Document extract:
/Video-Inference

Easy inference for video networks. Currently supports SOFVSR (traiNNer Version), RIFE, and TecoGAN-pytorch

Primary LanguagePython

Easy Video Inference

This repository is an inference repo similar to that of the ESRGAN inference repository, but for various video machine learning models. The idea is to allow anyone to easily run various models on video without having to worry about different repo setups. PRs welcome.

Currently supported architectures

  • SOFVSR (traiNNer Version)
    • Original SOFVSR SR net
    • RRDB SR net
  • RIFE (traiNNer Version)
    • Supports regular and 'HD' RIFE models
    • Original RIFE models will need to be converted to BasicSR's single-model .pth file (conversion script located in utils folder)
  • TecoGAN-Pytorch

Additional features

  • Automatic scale, number of frames, number of channels, and SR architecture detection
  • Automatic 'HD' RIFE model detection
  • Automatic beginning and end frame padding so all frames get included in output
  • Direct video input and output through ffmpeg
  • FP16 support for faster inference on RTX cards

Using this repo

Requirements: numpy, opencv-python, pytorch, progressbar2

Optional requirements: ffmpeg-python to use video input/output (requires ffmpeg to be installed)

Directive: Resume the video inference repository page after its last line and keep writing it in the same style.

Data shown:
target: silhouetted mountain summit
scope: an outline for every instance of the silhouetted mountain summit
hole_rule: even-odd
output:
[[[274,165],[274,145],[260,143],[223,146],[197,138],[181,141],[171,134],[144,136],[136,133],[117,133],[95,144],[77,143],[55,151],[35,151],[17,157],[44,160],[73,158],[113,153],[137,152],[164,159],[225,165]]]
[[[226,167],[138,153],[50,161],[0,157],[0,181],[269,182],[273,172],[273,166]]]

Response:
Obtaining models

SOFVSR

RIFE

  • Converted .pth files: 1.3 | 1.4 | 1.5 (HD)
  • Model conversion script located in utils folder

TecoGAN

Upscaling exported frames

  • Place exported video frames in the input folder
  • Place model in the models folder
  • Example: python run.py ./models/video_model.pth

Upscaling video files

  • Place model in the models folder
  • Set --input to your input video
  • Set --output to your output video
  • Example: python run.py ./models/video_model.pth --input "./input/input_video.mp4" --output "./output/output_video.mp4"

Extra flags

  • --input: Specifies input directory or file
  • --output: Specifies output directory or file
  • --denoise: Denoises the chroma layer
  • --chop_forward: Splits tensors to avoid out-of-memory errors
  • --crf: The crf (quality) of the output video when using video input/output. Defaults to 0 (lossless)
  • --exp: RIFE exponential interpolation amount
  • --fp16: Speedup on RTX cards using HalfTensors

Planned architecture support

  • EDVR (modified)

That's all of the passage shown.